(Collection entries)
▬▬▬▬▬▬▬▬▬▬

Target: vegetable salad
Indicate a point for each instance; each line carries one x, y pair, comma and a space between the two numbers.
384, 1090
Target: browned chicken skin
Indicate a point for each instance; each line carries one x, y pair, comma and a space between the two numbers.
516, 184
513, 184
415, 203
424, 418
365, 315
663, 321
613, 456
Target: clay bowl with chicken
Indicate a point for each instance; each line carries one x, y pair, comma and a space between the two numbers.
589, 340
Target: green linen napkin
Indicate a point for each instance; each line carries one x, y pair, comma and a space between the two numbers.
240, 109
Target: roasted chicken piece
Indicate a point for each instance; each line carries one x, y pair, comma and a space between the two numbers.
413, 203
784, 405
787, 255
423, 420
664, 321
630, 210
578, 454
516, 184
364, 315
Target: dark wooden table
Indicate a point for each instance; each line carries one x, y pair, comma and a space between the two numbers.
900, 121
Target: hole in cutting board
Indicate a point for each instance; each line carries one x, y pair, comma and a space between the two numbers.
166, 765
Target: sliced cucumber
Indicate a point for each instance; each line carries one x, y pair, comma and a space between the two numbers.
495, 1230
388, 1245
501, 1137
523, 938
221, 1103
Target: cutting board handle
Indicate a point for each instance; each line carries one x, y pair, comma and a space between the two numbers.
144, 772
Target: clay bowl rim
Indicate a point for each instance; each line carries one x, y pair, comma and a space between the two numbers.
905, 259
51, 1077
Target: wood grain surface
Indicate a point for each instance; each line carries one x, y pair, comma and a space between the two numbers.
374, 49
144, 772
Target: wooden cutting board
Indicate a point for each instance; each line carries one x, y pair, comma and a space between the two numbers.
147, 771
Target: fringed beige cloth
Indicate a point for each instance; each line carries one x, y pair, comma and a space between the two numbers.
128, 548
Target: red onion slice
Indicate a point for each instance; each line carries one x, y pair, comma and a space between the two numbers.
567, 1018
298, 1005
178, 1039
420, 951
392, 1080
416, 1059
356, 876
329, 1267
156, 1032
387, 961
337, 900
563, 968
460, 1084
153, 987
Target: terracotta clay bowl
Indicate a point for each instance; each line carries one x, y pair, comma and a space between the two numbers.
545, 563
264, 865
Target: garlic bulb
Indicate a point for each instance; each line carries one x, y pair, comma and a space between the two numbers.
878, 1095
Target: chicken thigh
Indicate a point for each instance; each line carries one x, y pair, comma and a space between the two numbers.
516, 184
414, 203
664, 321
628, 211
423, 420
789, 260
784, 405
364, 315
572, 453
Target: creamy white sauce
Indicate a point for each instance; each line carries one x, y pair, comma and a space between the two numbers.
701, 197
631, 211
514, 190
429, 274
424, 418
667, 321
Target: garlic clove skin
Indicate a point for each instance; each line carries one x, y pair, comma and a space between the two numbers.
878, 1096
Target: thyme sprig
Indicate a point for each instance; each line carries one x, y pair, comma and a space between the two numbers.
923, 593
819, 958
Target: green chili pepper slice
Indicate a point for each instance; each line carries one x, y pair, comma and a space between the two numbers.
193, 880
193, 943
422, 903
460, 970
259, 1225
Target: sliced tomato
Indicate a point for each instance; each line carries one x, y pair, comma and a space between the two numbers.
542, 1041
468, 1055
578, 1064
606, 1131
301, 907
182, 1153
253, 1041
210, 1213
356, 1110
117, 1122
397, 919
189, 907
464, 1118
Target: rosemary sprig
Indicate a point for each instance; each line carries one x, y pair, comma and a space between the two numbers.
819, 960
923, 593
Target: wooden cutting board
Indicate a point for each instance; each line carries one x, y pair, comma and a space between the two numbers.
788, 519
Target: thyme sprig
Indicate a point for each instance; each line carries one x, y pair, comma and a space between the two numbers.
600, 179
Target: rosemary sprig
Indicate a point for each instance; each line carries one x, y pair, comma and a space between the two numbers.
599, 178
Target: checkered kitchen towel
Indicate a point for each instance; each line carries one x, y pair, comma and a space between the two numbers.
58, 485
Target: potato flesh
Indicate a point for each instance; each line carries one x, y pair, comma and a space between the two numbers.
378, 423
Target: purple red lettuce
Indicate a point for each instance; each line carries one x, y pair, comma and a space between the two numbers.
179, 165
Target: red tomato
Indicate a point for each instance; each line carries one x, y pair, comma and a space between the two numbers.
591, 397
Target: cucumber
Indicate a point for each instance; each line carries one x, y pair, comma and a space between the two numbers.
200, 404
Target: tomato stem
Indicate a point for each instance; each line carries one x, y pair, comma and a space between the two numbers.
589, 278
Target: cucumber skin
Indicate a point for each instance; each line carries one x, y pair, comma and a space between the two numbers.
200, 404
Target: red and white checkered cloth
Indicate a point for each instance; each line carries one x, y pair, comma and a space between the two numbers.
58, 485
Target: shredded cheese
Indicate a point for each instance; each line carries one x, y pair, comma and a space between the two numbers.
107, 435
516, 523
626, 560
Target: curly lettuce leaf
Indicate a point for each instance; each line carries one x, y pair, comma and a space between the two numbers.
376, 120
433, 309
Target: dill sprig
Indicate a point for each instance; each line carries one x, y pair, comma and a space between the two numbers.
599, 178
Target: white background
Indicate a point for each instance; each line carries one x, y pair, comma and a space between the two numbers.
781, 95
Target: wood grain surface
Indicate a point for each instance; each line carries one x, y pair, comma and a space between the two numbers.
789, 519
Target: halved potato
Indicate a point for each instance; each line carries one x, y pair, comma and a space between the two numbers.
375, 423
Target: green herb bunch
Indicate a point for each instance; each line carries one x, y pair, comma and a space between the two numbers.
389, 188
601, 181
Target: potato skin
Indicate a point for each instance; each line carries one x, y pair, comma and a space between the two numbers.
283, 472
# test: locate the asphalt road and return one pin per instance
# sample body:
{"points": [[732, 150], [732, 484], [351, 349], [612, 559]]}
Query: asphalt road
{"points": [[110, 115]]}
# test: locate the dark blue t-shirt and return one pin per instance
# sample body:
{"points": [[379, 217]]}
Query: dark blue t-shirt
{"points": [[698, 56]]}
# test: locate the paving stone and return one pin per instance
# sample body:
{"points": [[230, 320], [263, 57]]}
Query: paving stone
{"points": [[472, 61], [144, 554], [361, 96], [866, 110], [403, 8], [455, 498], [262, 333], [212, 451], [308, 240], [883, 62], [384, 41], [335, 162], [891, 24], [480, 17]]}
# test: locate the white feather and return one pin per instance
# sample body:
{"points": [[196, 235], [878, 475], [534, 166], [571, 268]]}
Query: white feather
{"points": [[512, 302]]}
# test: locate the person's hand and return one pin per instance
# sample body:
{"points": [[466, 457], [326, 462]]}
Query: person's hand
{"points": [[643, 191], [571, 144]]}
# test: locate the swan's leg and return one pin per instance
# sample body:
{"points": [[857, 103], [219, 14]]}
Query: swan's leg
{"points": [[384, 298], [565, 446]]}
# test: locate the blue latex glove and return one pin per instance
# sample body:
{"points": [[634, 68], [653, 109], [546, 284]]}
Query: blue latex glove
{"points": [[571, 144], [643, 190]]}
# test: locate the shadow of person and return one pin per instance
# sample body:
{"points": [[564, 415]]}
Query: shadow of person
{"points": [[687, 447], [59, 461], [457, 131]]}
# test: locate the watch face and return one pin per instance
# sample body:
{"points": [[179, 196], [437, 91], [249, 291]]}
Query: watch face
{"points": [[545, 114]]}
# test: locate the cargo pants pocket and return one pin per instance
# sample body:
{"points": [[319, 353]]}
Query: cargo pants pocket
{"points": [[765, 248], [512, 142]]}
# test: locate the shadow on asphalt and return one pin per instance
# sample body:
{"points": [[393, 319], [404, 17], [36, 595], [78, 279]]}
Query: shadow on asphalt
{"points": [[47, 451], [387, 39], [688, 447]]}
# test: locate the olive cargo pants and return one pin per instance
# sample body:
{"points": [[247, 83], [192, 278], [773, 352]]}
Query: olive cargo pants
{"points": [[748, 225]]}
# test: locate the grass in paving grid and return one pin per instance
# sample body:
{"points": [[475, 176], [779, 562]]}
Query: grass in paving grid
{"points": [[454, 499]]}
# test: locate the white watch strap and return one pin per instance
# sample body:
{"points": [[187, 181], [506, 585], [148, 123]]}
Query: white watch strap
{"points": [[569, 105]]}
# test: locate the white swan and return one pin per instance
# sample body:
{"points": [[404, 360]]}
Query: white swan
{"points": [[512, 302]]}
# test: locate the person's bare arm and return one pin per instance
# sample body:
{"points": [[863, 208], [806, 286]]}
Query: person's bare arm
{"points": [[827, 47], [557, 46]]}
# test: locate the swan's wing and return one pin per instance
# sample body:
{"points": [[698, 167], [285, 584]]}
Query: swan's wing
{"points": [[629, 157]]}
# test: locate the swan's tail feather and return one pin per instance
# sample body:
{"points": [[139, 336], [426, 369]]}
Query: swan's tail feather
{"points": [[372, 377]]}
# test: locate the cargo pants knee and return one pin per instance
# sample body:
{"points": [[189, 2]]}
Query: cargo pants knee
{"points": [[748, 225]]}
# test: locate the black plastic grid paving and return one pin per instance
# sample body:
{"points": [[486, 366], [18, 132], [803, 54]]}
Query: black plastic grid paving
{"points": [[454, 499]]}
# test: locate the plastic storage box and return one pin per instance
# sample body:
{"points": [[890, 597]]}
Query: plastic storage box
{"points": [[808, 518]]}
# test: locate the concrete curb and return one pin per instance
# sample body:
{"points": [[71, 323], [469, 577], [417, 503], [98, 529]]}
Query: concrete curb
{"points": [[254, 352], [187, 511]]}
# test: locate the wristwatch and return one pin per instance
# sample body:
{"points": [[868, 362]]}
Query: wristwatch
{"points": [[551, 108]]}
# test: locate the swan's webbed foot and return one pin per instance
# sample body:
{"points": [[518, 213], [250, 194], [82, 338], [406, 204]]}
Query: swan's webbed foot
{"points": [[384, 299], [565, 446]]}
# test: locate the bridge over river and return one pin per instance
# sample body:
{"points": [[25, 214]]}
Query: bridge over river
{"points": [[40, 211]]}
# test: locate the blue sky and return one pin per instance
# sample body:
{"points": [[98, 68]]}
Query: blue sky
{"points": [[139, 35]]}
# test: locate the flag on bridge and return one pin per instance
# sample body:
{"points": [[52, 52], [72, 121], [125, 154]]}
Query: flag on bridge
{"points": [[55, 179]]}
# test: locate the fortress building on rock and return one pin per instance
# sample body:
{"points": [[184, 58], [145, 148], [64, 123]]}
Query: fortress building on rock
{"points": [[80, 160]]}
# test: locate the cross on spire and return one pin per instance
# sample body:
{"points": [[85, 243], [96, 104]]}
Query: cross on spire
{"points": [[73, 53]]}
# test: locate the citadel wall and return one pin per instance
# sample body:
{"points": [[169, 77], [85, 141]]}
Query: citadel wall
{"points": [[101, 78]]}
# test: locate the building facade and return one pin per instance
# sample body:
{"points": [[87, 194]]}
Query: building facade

▬▬▬▬▬▬▬▬▬▬

= About this task =
Please transcribe exactly the lines above from the line that has "Target: chicken thigh" up to and including the line that has "Target: sliced tomato"; no other line belongs in the answer.

= Finished task =
Target: chicken thigh
Indicate a point for each instance; each line carries one x, y pair, comma and a space between the two numbers.
516, 184
414, 203
664, 321
628, 211
423, 420
789, 260
784, 405
364, 315
572, 453
Target: creamy white sauce
Indicate a point for each instance; each line carries one x, y pair, comma and a space between the two numbers.
701, 197
631, 211
514, 190
429, 274
424, 418
667, 321
Target: garlic clove skin
Indicate a point for each instance; each line carries one x, y pair, comma and a space between the two numbers.
878, 1096
Target: thyme sprig
Indicate a point for each instance; each line carries one x, y pair, comma and a space between the two numbers.
923, 593
819, 958
Target: green chili pepper slice
Indicate a point for each instance; each line carries one x, y pair, comma and a space between the two numbers.
193, 880
193, 943
422, 903
460, 970
259, 1225
Target: sliced tomato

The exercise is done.